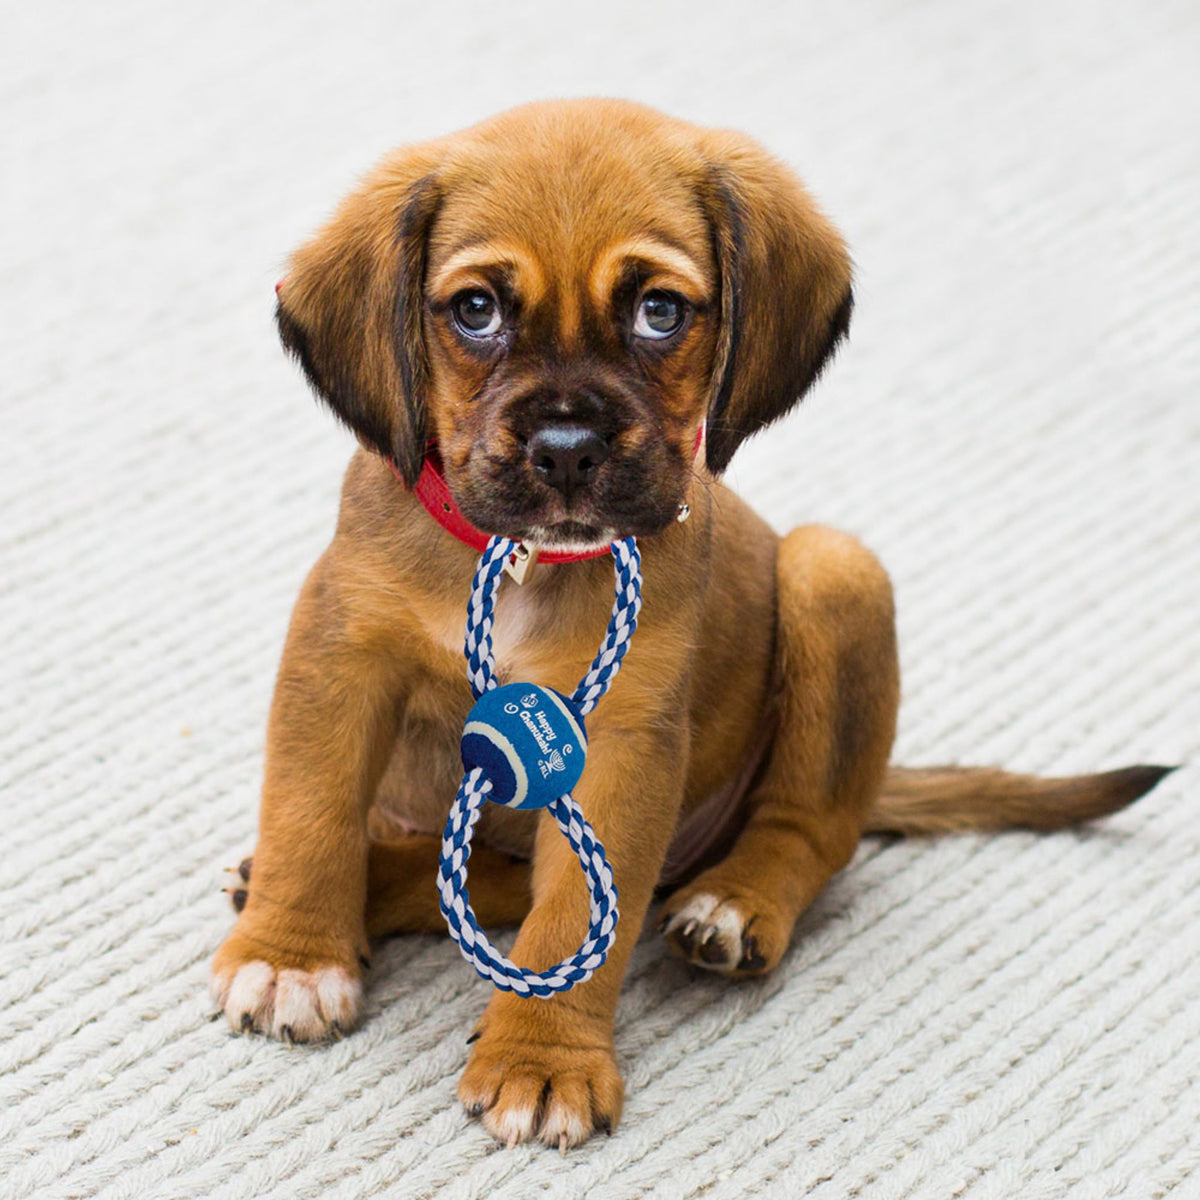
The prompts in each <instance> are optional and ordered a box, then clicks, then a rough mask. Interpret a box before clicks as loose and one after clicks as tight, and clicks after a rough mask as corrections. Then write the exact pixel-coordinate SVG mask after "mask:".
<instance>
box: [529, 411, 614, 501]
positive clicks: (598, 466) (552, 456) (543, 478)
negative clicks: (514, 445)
mask: <svg viewBox="0 0 1200 1200" xmlns="http://www.w3.org/2000/svg"><path fill="white" fill-rule="evenodd" d="M607 457H608V443H607V442H605V439H604V438H602V437H601V436H600V434H599V433H596V431H595V430H592V428H588V426H586V425H546V426H544V427H542V428H540V430H539V431H538V432H536V433H535V434H534V436H533V437H532V438H530V439H529V462H530V463H532V464H533V469H534V470H535V472H536V473H538V476H539V478H540V479H541V480H542V482H546V484H550V486H551V487H553V488H556V490H557V491H559V492H562V493H563V496H565V497H568V498H570V496H571V493H572V492H574V491H576V490H577V488H580V487H582V486H583V485H584V484H588V482H590V480H592V478H593V476H594V475H595V473H596V470H598V469H599V468H600V464H601V463H602V462H604V461H605V458H607Z"/></svg>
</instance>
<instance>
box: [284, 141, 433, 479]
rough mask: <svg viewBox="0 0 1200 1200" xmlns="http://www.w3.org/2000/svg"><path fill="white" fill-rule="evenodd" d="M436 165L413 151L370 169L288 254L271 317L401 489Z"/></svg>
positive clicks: (422, 330) (330, 404) (348, 423)
mask: <svg viewBox="0 0 1200 1200" xmlns="http://www.w3.org/2000/svg"><path fill="white" fill-rule="evenodd" d="M436 164H437V156H436V155H433V154H432V152H431V148H419V149H416V150H401V151H398V152H397V154H396V155H394V156H391V157H390V158H386V160H385V161H384V162H383V163H382V164H380V166H379V167H378V168H376V170H374V172H372V173H371V175H368V176H367V178H366V179H365V180H364V182H362V185H361V186H360V187H359V188H358V190H356V191H354V192H353V193H352V194H350V196H349V197H347V199H346V200H343V202H342V204H341V205H340V208H338V209H337V211H336V212H335V215H334V217H332V218H331V220H330V222H329V223H328V224H326V226H325V227H324V229H322V230H320V232H319V233H318V234H317V235H316V236H314V238H313V239H312V240H311V241H308V242H307V244H306V245H304V246H301V247H300V250H298V251H296V252H295V253H294V254H293V256H292V259H290V262H289V264H288V272H287V276H286V277H284V280H283V283H282V284H281V286H280V288H278V296H280V300H278V306H277V308H276V312H275V318H276V322H277V324H278V328H280V337H281V338H282V340H283V344H284V346H286V347H287V348H288V350H290V352H292V354H294V355H295V356H296V358H298V359H299V360H300V364H301V365H302V366H304V371H305V374H306V376H307V377H308V382H310V383H311V384H312V386H313V389H314V390H316V391H317V395H319V396H320V397H322V400H324V401H325V403H328V404H329V407H330V408H332V410H334V412H335V413H336V414H337V415H338V416H340V418H341V419H342V420H343V421H344V422H346V424H347V425H348V426H349V427H350V428H352V430H353V431H354V432H355V433H356V434H358V437H359V440H360V442H361V443H362V444H364V445H366V446H367V448H370V449H372V450H377V451H378V452H379V454H380V455H383V456H384V457H385V458H391V460H392V462H395V464H396V467H397V468H398V470H400V473H401V475H402V476H403V479H404V480H406V482H408V485H409V486H412V485H413V484H415V482H416V478H418V475H419V474H420V472H421V463H422V462H424V458H425V403H426V396H425V392H426V388H427V383H428V360H427V356H426V350H425V335H424V330H422V322H421V311H422V307H424V304H422V288H424V283H425V245H426V239H427V234H428V229H430V226H431V224H432V222H433V217H434V215H436V214H437V209H438V202H439V192H438V186H437V180H436V178H434V174H433V172H434V169H436Z"/></svg>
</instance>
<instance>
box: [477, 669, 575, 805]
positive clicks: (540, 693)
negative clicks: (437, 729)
mask: <svg viewBox="0 0 1200 1200" xmlns="http://www.w3.org/2000/svg"><path fill="white" fill-rule="evenodd" d="M587 752H588V737H587V730H586V728H584V726H583V714H582V713H581V712H580V709H578V706H577V704H575V702H574V701H571V700H568V698H566V696H564V695H562V694H560V692H557V691H554V690H553V689H552V688H539V686H538V684H535V683H509V684H505V685H504V686H503V688H494V689H493V690H492V691H487V692H484V695H482V696H481V697H480V698H479V700H478V701H476V702H475V707H474V708H473V709H472V710H470V712H469V713H468V714H467V724H466V725H464V726H463V730H462V764H463V767H466V768H467V770H472V769H473V768H475V767H482V768H484V773H485V774H486V775H487V778H488V779H490V780H491V781H492V791H491V792H490V793H488V797H487V798H488V799H490V800H494V802H496V803H497V804H504V805H506V806H508V808H510V809H544V808H545V806H546V805H547V804H550V803H551V802H552V800H557V799H558V798H559V797H560V796H565V794H566V793H568V792H569V791H570V790H571V788H572V787H574V786H575V785H576V784H577V782H578V781H580V776H581V775H582V774H583V760H584V757H586V756H587Z"/></svg>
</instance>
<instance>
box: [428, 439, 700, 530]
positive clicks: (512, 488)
mask: <svg viewBox="0 0 1200 1200" xmlns="http://www.w3.org/2000/svg"><path fill="white" fill-rule="evenodd" d="M655 467H656V464H654V463H647V462H644V461H642V460H634V458H631V460H626V461H622V462H611V463H608V464H606V467H605V468H604V469H602V472H601V473H600V474H599V475H598V478H596V479H595V480H594V481H593V484H592V485H590V486H589V487H587V488H582V490H581V491H580V492H578V493H576V494H574V496H570V497H564V496H562V494H559V493H558V492H556V491H553V490H552V488H548V487H546V486H544V485H541V484H540V482H538V481H536V480H535V479H534V478H533V476H532V473H530V472H529V470H528V469H527V468H526V467H523V466H522V464H521V463H518V462H512V461H508V460H504V458H500V457H491V456H486V455H480V456H479V458H476V460H475V461H474V462H473V463H472V467H470V468H469V469H468V470H466V472H462V473H461V474H460V473H457V472H455V473H454V475H455V476H456V478H452V479H451V478H449V476H448V479H446V482H448V485H449V486H450V488H451V490H452V492H454V498H455V503H456V504H457V505H458V508H460V510H461V511H462V514H463V516H464V517H466V518H467V520H468V521H469V522H470V523H472V524H474V526H475V528H478V529H480V530H482V532H484V533H487V534H500V535H503V536H505V538H511V539H512V540H514V541H521V542H524V544H526V545H527V546H529V547H530V548H538V550H542V551H554V552H565V553H583V552H587V551H595V550H600V548H604V547H607V546H608V545H611V544H612V542H613V541H616V540H619V539H622V538H628V536H636V538H647V536H650V535H652V534H655V533H660V532H661V530H662V529H665V528H667V527H668V526H670V524H671V523H672V521H674V518H676V514H677V512H678V509H679V504H680V500H682V493H683V490H684V488H683V479H682V478H679V479H676V478H672V475H673V474H674V473H672V472H671V470H668V469H655ZM680 474H682V473H680Z"/></svg>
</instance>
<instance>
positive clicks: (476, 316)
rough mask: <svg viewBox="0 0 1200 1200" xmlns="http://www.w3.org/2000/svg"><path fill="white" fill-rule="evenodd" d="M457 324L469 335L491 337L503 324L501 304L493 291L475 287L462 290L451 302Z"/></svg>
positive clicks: (454, 318)
mask: <svg viewBox="0 0 1200 1200" xmlns="http://www.w3.org/2000/svg"><path fill="white" fill-rule="evenodd" d="M450 308H451V311H452V312H454V319H455V324H456V325H457V326H458V328H460V329H461V330H462V331H463V332H464V334H466V335H467V336H468V337H491V336H492V334H496V332H499V329H500V325H502V324H503V317H502V316H500V306H499V304H497V301H496V296H493V295H492V294H491V292H484V290H481V289H479V288H473V289H472V290H470V292H460V293H458V295H456V296H455V298H454V300H452V301H451V304H450Z"/></svg>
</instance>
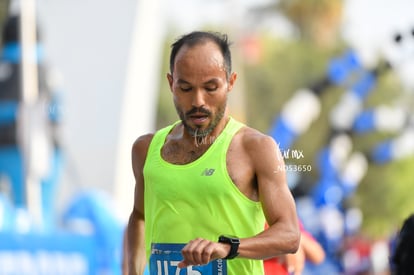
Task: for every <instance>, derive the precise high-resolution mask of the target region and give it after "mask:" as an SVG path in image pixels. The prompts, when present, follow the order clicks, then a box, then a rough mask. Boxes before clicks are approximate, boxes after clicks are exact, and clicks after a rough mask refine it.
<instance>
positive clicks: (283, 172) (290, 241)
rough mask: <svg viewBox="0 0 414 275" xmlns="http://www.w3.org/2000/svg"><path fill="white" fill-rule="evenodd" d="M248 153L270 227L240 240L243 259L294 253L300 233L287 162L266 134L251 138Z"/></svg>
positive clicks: (297, 246)
mask: <svg viewBox="0 0 414 275" xmlns="http://www.w3.org/2000/svg"><path fill="white" fill-rule="evenodd" d="M246 150H247V152H248V154H249V155H250V156H251V160H252V164H253V166H254V169H255V171H256V176H257V182H258V189H259V199H260V201H261V203H262V207H263V211H264V214H265V217H266V220H267V223H268V225H269V228H268V229H267V230H265V231H263V232H262V233H260V234H258V235H257V236H254V237H252V238H246V239H242V240H240V246H239V255H240V257H245V258H253V259H266V258H270V257H275V256H278V255H283V254H286V253H294V252H296V251H297V249H298V247H299V241H300V230H299V225H298V218H297V213H296V206H295V202H294V199H293V196H292V194H291V192H290V190H289V188H288V186H287V183H286V175H285V171H284V161H283V158H282V155H281V154H280V151H279V148H278V146H277V144H276V143H275V141H274V140H273V139H272V138H271V137H269V136H266V135H262V134H253V137H248V140H247V142H246Z"/></svg>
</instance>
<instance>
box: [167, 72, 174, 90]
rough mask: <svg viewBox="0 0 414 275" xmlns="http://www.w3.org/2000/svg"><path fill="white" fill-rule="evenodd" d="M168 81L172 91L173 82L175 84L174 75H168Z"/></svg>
mask: <svg viewBox="0 0 414 275" xmlns="http://www.w3.org/2000/svg"><path fill="white" fill-rule="evenodd" d="M167 80H168V85H170V90H171V91H172V87H173V82H174V80H173V77H172V74H170V73H167Z"/></svg>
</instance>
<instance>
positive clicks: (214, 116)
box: [176, 103, 226, 139]
mask: <svg viewBox="0 0 414 275" xmlns="http://www.w3.org/2000/svg"><path fill="white" fill-rule="evenodd" d="M176 110H177V113H178V116H179V117H180V120H181V122H182V123H183V125H184V128H185V130H186V131H187V133H189V134H190V135H191V136H192V137H194V138H196V139H202V138H205V137H207V136H208V135H209V134H211V132H213V130H214V129H215V128H216V126H217V124H218V123H219V122H220V121H221V119H222V118H223V117H224V113H225V110H226V103H224V104H223V105H222V106H220V107H219V108H218V109H217V113H216V115H213V114H211V113H210V114H209V117H210V118H212V121H211V122H210V123H209V124H208V126H207V128H206V129H204V130H202V129H200V127H195V128H193V127H191V126H190V125H188V123H187V121H186V115H185V114H184V113H183V112H182V111H181V110H179V109H178V107H177V106H176Z"/></svg>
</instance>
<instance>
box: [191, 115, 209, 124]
mask: <svg viewBox="0 0 414 275" xmlns="http://www.w3.org/2000/svg"><path fill="white" fill-rule="evenodd" d="M189 118H190V120H191V121H192V122H193V123H194V124H202V123H204V122H205V121H207V119H208V115H207V114H204V113H196V114H192V115H190V116H189Z"/></svg>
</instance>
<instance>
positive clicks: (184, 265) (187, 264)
mask: <svg viewBox="0 0 414 275" xmlns="http://www.w3.org/2000/svg"><path fill="white" fill-rule="evenodd" d="M187 266H189V264H188V263H187V262H186V261H184V260H183V261H181V262H179V263H178V267H179V268H181V269H183V268H186V267H187Z"/></svg>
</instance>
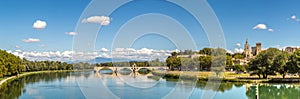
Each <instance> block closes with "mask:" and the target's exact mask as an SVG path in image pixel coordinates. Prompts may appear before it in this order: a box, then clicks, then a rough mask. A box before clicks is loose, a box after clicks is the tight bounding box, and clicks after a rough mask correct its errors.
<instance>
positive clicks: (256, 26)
mask: <svg viewBox="0 0 300 99" xmlns="http://www.w3.org/2000/svg"><path fill="white" fill-rule="evenodd" d="M253 29H261V30H265V29H267V25H265V24H257V25H255V26H254V27H253Z"/></svg>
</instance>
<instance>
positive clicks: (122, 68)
mask: <svg viewBox="0 0 300 99" xmlns="http://www.w3.org/2000/svg"><path fill="white" fill-rule="evenodd" d="M103 68H108V69H111V70H113V71H115V70H122V69H124V68H127V69H130V70H132V71H134V70H135V71H139V70H140V69H142V68H146V69H148V70H158V69H164V70H167V69H168V67H105V66H104V67H94V71H97V72H98V71H100V70H101V69H103Z"/></svg>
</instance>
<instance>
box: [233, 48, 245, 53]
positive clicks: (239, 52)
mask: <svg viewBox="0 0 300 99" xmlns="http://www.w3.org/2000/svg"><path fill="white" fill-rule="evenodd" d="M243 52H244V49H242V48H235V49H234V53H243Z"/></svg>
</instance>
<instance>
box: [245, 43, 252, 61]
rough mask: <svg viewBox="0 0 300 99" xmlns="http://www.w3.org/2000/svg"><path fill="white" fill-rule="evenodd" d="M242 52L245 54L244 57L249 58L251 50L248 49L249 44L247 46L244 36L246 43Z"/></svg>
mask: <svg viewBox="0 0 300 99" xmlns="http://www.w3.org/2000/svg"><path fill="white" fill-rule="evenodd" d="M244 54H245V55H246V59H250V57H251V51H250V46H249V43H248V38H246V44H245V49H244Z"/></svg>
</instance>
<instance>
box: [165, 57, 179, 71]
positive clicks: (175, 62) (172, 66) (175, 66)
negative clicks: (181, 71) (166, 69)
mask: <svg viewBox="0 0 300 99" xmlns="http://www.w3.org/2000/svg"><path fill="white" fill-rule="evenodd" d="M166 62H167V66H168V67H169V69H171V70H174V69H175V68H177V69H179V70H181V60H180V58H177V57H173V56H169V57H168V58H167V60H166Z"/></svg>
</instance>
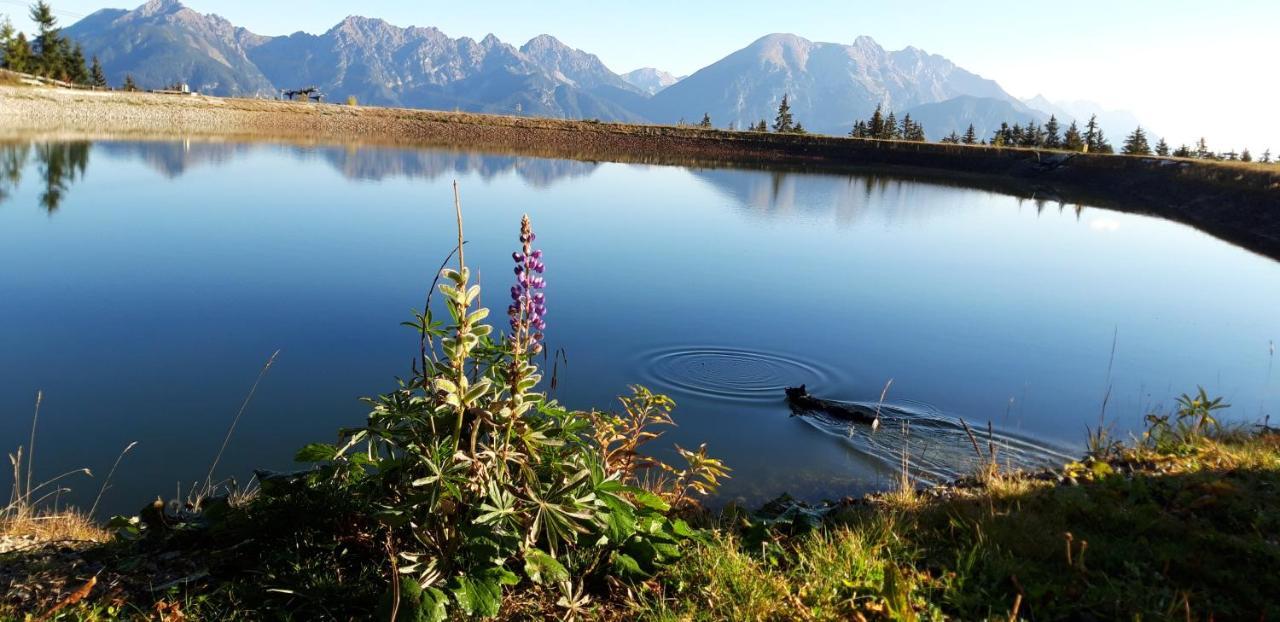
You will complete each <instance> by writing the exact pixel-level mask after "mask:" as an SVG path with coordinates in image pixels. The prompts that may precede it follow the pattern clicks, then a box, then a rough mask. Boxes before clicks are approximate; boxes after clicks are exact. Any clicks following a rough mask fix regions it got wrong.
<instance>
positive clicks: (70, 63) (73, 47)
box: [64, 44, 92, 84]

# EXERCISE:
Repeat exactly the lines above, from the line that contains "positive clicks: (476, 316)" down through the line that contains "153L270 227L240 240L243". Include both of those lines and none of the pictures.

# RESULT:
positive clicks: (476, 316)
rough mask: <svg viewBox="0 0 1200 1200" xmlns="http://www.w3.org/2000/svg"><path fill="white" fill-rule="evenodd" d="M457 324L469 335L491 337L503 324L501 304L493 291L475 287L462 290L451 302Z"/></svg>
positive clicks: (454, 318)
mask: <svg viewBox="0 0 1200 1200" xmlns="http://www.w3.org/2000/svg"><path fill="white" fill-rule="evenodd" d="M450 308H451V311H452V312H454V319H455V324H456V325H457V326H458V328H460V329H461V330H462V331H463V332H464V334H466V335H467V336H468V337H491V336H492V334H496V332H499V329H500V325H502V324H503V317H502V316H500V306H499V304H497V301H496V296H493V295H492V294H491V292H484V290H481V289H479V288H473V289H472V290H470V292H460V293H458V295H456V296H455V298H454V300H452V301H451V304H450Z"/></svg>
</instance>
Task: for every <instance>, derive the precise high-resolution mask of the target region and give it after "mask:" as an SVG path in image pixels. The prompts, when present, follow the order clicks, then a box, then a rough mask. Boxes before clicks are approximate, boxes after clicks are exact, and clicks after a rough mask refine it.
<instance>
positive clicks: (283, 172) (290, 241)
rough mask: <svg viewBox="0 0 414 275" xmlns="http://www.w3.org/2000/svg"><path fill="white" fill-rule="evenodd" d="M248 153L270 227L240 240L243 259L294 253L300 233L287 162L266 134L251 138Z"/></svg>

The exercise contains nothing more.